(Labeled contour entries)
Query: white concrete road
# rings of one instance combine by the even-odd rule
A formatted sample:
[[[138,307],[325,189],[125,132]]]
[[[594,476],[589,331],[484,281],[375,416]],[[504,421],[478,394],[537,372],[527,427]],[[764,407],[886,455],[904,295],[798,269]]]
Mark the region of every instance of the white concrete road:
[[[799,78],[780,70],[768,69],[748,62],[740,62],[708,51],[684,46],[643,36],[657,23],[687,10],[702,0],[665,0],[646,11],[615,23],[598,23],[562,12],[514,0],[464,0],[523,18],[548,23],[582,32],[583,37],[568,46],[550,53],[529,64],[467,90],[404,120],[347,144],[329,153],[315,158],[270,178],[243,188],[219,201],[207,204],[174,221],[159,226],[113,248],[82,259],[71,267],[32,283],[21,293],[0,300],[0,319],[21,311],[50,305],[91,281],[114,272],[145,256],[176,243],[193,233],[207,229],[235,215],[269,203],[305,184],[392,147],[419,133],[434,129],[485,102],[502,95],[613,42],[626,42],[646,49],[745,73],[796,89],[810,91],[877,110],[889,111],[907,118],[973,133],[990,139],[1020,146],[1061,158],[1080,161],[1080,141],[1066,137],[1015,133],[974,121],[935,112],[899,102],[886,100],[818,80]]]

• Exercise task: Rewrite the listing with every "white concrete road" changed to "concrete pavement". Keep all other text the same.

• Output below:
Query: concrete pavement
# rings of one instance combine by the even-odd rule
A formatted sample:
[[[138,307],[325,189],[125,132]]]
[[[594,476],[589,331],[484,281],[375,416]],[[504,421],[478,394],[537,372],[527,427]],[[764,407],[886,455],[904,295],[798,269]]]
Mark the region of every instance of the concrete pavement:
[[[799,78],[780,70],[768,69],[748,62],[740,62],[708,51],[684,46],[643,36],[657,23],[687,10],[702,0],[665,0],[646,11],[615,23],[598,23],[562,12],[514,0],[464,0],[523,18],[548,23],[582,32],[583,37],[568,46],[550,53],[529,64],[467,90],[404,120],[347,144],[329,153],[315,158],[270,178],[243,188],[219,201],[207,204],[174,221],[159,226],[113,248],[82,259],[71,267],[32,283],[21,293],[0,300],[0,319],[21,311],[50,305],[91,281],[114,272],[145,256],[176,243],[193,233],[207,229],[235,215],[269,203],[305,184],[392,147],[419,133],[434,129],[485,102],[502,95],[613,42],[626,42],[646,49],[745,73],[796,89],[810,91],[877,110],[889,111],[907,118],[973,133],[990,139],[1020,146],[1061,158],[1080,161],[1080,141],[1066,137],[1015,133],[974,121],[935,112],[899,102],[886,100],[818,80]]]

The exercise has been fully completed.